→ **Selected passage**
■ ■ ■ ■ ■ ■ ■

It’s not just the kitchen’s occasional misstep that’ll leave you scratching your head. The restaurant employs a skeletal crew—no one greets you at the door, leaving guests to loiter in the foyer until an overworked busboy or food runner happens to look up and notice that someone new has arrived. You might even find it unconscionable and certainly surprising that such an expensive restaurant would refuse to offer valet parking, forcing its well-heeled customers who are about to fork over hundreds of dollars per table to circle the block several times in search of the last available parking spot on the street, which might be two or three blocks away. (The most available spaces are on the opposite side of the street, but be warned: it’s an extremely difficult street to cross because the traffic is so heavy and unyielding.)
Drink this: Wine and sake pairings start at $55. The sake list is one of the city’s most extensive, but also one of the priciest, with all but a few bottles costing upwards of $80.
When to book: Weekend slots are typically booked up two weeks in advance; weekday ressies should be made at least a week in advance. Credit card required to reserve.
Where to sit: When making your reservation, make sure to insist that you are not seated at one of the tables in the middle of the room near the kitchen door, where the blinding florescent lights will shine in your face throughout the two- or three-hour meal.
Conversation piece: Nakayama is the one of the rare exceptions to the male-dominated world of Japanese cuisine in Los Angeles.

■ ■ ■ ■ ■ ■ ■

→ **Raw records**
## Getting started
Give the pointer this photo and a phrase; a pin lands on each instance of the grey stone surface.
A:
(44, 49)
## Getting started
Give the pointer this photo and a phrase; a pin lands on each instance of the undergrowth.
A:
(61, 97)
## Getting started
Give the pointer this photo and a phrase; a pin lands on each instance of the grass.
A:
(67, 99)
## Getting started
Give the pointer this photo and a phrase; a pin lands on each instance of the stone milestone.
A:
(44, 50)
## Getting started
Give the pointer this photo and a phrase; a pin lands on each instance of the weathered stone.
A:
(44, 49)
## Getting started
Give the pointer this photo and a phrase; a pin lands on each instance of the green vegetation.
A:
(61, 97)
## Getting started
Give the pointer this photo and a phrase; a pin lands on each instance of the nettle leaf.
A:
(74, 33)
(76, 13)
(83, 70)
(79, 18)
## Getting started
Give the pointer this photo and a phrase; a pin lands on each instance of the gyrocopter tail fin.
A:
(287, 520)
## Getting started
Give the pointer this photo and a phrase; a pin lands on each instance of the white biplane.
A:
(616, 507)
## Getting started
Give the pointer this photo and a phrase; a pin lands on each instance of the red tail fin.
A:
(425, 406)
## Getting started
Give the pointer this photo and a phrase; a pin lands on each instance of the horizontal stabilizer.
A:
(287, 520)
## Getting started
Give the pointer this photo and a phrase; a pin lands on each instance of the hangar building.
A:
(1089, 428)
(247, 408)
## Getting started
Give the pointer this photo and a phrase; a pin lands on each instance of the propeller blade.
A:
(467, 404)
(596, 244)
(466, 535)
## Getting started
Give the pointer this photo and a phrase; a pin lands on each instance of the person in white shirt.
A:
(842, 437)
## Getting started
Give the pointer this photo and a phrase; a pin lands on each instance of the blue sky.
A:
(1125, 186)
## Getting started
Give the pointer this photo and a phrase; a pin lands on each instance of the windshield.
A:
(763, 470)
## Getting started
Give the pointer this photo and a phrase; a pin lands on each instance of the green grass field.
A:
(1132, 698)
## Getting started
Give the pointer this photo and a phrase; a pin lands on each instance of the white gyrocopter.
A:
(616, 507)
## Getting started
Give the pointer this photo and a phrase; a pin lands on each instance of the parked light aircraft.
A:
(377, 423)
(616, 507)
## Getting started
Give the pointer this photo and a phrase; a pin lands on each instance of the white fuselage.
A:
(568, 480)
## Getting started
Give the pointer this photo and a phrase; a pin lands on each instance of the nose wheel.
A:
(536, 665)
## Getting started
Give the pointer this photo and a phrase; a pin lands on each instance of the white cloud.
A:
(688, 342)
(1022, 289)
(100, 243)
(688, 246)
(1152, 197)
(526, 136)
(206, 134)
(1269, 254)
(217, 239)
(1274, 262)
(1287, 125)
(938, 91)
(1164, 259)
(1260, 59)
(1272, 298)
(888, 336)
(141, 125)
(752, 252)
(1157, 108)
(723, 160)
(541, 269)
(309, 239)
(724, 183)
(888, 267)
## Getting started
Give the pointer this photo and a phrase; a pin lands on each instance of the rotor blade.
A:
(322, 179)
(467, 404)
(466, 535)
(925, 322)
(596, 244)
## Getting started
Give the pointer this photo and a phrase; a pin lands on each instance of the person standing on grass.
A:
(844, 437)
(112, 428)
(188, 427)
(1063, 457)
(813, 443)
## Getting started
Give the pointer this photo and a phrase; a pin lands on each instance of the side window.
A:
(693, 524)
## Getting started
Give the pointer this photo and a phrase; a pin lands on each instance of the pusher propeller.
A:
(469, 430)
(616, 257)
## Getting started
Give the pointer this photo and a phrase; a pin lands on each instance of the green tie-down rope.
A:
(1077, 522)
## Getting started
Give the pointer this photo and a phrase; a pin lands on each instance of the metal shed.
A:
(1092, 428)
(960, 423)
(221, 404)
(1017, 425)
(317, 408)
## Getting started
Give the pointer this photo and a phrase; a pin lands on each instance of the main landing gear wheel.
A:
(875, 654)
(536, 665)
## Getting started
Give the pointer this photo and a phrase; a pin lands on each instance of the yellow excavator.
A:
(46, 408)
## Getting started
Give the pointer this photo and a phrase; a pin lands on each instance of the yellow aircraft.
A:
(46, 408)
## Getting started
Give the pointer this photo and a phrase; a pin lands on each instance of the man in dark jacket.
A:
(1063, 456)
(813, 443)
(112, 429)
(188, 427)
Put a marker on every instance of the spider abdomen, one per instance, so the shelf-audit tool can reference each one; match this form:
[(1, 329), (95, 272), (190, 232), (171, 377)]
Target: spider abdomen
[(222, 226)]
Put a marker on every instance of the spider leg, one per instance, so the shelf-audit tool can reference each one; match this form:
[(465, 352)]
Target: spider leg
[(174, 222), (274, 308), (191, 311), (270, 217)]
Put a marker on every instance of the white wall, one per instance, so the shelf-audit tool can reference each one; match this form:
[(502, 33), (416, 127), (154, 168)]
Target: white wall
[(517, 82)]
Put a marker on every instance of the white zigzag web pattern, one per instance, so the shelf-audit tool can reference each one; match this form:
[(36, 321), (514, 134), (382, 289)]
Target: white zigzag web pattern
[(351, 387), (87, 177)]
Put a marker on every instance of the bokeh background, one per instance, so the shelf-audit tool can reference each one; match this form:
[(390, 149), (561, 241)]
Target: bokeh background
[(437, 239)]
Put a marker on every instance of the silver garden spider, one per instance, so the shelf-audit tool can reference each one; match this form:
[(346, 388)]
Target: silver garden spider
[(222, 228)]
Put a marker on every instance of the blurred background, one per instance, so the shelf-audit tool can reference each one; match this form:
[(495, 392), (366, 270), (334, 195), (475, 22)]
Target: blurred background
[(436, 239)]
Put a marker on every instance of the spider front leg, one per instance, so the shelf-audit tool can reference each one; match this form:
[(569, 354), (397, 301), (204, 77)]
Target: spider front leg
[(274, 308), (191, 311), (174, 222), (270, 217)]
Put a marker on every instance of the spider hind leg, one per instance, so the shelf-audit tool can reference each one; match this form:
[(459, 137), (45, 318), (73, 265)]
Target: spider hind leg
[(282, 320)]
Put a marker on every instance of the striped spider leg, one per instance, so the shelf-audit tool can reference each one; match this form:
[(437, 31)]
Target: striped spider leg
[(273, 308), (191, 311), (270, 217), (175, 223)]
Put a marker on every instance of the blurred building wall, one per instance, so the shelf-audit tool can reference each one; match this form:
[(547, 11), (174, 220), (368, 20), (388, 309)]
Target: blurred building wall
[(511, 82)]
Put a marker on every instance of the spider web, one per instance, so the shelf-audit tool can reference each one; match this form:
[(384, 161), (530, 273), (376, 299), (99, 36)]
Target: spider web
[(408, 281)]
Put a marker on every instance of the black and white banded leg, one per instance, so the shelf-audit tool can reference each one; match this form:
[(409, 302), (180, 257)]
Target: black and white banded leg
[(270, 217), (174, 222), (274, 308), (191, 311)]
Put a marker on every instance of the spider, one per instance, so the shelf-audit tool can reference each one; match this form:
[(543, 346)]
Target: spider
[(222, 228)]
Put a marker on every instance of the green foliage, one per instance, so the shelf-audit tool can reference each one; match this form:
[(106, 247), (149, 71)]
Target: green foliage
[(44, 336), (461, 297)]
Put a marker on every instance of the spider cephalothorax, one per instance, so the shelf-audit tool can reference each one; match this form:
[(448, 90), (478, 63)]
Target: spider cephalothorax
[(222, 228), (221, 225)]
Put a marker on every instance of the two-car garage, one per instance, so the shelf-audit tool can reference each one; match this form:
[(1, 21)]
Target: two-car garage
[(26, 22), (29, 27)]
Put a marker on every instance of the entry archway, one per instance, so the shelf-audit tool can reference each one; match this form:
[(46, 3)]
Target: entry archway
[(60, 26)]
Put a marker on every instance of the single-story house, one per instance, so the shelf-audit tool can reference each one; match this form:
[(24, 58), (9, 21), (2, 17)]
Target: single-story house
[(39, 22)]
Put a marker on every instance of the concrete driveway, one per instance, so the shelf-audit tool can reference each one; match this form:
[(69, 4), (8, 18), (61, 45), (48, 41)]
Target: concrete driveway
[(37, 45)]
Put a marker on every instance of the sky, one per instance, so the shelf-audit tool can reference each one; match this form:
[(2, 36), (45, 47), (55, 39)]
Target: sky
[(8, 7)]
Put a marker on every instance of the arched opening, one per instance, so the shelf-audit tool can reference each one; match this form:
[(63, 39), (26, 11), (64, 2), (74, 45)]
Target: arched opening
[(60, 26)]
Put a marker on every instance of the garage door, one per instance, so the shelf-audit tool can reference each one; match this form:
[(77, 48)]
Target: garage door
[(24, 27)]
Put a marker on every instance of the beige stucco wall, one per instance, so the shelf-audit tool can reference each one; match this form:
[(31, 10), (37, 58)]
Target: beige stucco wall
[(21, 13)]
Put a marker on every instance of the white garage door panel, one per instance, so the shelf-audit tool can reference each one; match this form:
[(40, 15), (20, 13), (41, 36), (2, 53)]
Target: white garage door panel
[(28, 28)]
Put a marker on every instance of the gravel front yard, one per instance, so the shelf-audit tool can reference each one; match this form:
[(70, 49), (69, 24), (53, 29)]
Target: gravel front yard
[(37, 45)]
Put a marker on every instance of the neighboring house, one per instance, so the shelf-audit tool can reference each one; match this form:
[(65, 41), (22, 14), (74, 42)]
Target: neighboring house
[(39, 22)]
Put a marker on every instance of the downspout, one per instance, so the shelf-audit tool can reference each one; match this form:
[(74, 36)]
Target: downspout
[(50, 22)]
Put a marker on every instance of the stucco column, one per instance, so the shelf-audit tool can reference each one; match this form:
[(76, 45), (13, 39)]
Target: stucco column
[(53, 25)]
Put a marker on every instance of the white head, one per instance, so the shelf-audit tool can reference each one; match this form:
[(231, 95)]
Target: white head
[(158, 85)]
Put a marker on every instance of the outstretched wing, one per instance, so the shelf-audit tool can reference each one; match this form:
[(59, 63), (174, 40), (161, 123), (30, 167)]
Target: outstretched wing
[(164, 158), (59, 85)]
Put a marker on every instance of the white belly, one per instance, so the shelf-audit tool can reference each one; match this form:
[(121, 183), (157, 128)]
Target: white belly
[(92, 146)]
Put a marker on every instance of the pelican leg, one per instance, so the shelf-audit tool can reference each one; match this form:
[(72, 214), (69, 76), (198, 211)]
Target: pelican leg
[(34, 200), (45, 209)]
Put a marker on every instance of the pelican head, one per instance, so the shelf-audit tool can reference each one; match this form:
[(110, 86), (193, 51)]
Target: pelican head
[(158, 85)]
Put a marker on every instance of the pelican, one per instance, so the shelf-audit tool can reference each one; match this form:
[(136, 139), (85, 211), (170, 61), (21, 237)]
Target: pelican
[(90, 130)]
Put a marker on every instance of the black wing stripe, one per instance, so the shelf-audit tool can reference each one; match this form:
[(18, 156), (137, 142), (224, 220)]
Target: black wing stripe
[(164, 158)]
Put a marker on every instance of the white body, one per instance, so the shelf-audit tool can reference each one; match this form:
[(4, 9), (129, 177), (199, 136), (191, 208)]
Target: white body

■ ■ ■ ■ ■ ■ ■

→ **Direction**
Return the part of the restaurant review starting at "It’s not just" and ending at "heavy and unyielding.)", copied word for word. The material above isn't needed for anything here.

→ **Written response**
It’s not just the kitchen’s occasional misstep that’ll leave you scratching your head. The restaurant employs a skeletal crew—no one greets you at the door, leaving guests to loiter in the foyer until an overworked busboy or food runner happens to look up and notice that someone new has arrived. You might even find it unconscionable and certainly surprising that such an expensive restaurant would refuse to offer valet parking, forcing its well-heeled customers who are about to fork over hundreds of dollars per table to circle the block several times in search of the last available parking spot on the street, which might be two or three blocks away. (The most available spaces are on the opposite side of the street, but be warned: it’s an extremely difficult street to cross because the traffic is so heavy and unyielding.)